---- DATASET CONTENT

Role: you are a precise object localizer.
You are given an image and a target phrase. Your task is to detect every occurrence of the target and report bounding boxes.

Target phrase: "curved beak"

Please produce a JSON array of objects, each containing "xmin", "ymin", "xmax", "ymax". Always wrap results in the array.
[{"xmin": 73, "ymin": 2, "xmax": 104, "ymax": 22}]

--------

CHALLENGE =>
Copy the records above word for word, leaving nothing out.

COMPLETE OUTPUT =>
Role: you are a precise object localizer.
You are given an image and a target phrase. Your task is to detect every occurrence of the target and report bounding boxes.

Target phrase: "curved beak"

Please produce a JSON array of objects, each containing "xmin", "ymin", "xmax", "ymax". Always wrap results in the array.
[{"xmin": 73, "ymin": 2, "xmax": 104, "ymax": 22}]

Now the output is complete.